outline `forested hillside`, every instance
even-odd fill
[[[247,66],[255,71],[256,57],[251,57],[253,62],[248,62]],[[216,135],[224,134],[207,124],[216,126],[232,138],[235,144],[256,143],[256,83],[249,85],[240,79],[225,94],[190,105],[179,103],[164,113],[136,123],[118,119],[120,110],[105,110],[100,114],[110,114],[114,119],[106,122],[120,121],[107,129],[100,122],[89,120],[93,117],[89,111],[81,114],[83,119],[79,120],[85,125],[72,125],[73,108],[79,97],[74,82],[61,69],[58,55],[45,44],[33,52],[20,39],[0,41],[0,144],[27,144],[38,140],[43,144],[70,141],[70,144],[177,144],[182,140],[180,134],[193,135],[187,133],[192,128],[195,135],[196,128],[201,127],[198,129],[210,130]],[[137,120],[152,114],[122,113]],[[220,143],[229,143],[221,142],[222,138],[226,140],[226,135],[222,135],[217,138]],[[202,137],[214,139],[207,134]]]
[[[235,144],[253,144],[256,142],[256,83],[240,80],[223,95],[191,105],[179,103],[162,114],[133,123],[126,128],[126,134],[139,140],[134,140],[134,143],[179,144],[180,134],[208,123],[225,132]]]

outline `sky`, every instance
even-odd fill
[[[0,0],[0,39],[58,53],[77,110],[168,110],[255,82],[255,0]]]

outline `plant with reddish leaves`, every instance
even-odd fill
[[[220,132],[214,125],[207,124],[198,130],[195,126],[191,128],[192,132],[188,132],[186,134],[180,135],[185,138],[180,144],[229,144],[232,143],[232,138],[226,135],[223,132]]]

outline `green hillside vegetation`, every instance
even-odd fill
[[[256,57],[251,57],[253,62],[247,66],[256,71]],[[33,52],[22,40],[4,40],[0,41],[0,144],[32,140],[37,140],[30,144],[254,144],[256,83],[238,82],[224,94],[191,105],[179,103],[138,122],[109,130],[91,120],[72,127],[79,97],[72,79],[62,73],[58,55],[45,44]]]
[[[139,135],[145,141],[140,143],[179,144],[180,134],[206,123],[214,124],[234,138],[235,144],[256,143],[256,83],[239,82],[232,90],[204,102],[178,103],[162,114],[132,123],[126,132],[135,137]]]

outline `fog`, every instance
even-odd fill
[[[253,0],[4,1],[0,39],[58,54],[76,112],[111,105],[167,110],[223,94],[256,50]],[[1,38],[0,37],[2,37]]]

◆ **STATED GOAL**: Repeat the records exactly, including every line.

◆ **THE OUTPUT**:
outline `forested hillside`, every instance
even-odd fill
[[[247,66],[255,71],[256,57],[251,57],[253,62],[248,62]],[[216,135],[224,134],[207,124],[216,126],[232,138],[235,144],[256,143],[256,83],[249,85],[240,79],[225,94],[190,105],[179,103],[164,113],[136,123],[118,119],[120,110],[105,110],[100,114],[110,114],[114,119],[106,122],[120,121],[107,129],[100,122],[89,120],[93,117],[89,111],[81,114],[83,119],[79,120],[85,125],[72,125],[73,108],[79,97],[74,82],[61,69],[58,55],[45,44],[33,52],[20,39],[0,41],[0,144],[27,144],[38,140],[43,144],[70,141],[70,144],[177,144],[182,140],[180,134],[193,135],[187,133],[192,128],[195,135],[196,128],[201,127],[198,129],[210,130]],[[137,120],[152,114],[122,113]],[[220,143],[229,143],[221,142],[222,138],[226,140],[226,135],[222,135],[217,138]],[[202,137],[214,139],[207,134]]]
[[[235,144],[253,144],[256,142],[256,83],[240,80],[223,95],[191,105],[179,103],[162,114],[133,123],[126,128],[126,134],[139,140],[134,140],[134,143],[179,144],[180,134],[208,123],[225,132]]]

outline `sky`, every instance
even-odd fill
[[[0,0],[0,39],[58,53],[77,110],[168,110],[255,82],[255,0]]]

outline `plant with reddish leaves`, every instance
even-odd fill
[[[220,132],[214,125],[207,124],[198,130],[195,126],[191,128],[192,132],[188,132],[186,134],[180,135],[185,138],[180,144],[229,144],[232,143],[232,138],[226,135],[223,132]]]

outline `green hillside vegetation`, every instance
even-odd fill
[[[256,57],[251,57],[253,62],[247,66],[256,71]],[[33,52],[22,40],[4,40],[0,41],[0,144],[32,140],[37,140],[30,144],[254,144],[256,83],[238,82],[224,94],[191,105],[179,103],[138,122],[109,130],[91,120],[72,127],[79,97],[72,79],[62,73],[58,55],[45,44]]]
[[[139,135],[145,141],[140,143],[179,144],[180,134],[206,123],[214,124],[234,138],[235,144],[256,143],[256,83],[239,82],[232,90],[204,102],[178,103],[162,114],[132,123],[126,132],[135,137]]]

outline `fog`, every instance
even-odd fill
[[[253,0],[4,1],[0,39],[58,54],[76,112],[111,105],[167,110],[223,94],[256,50]],[[1,38],[0,37],[2,37]]]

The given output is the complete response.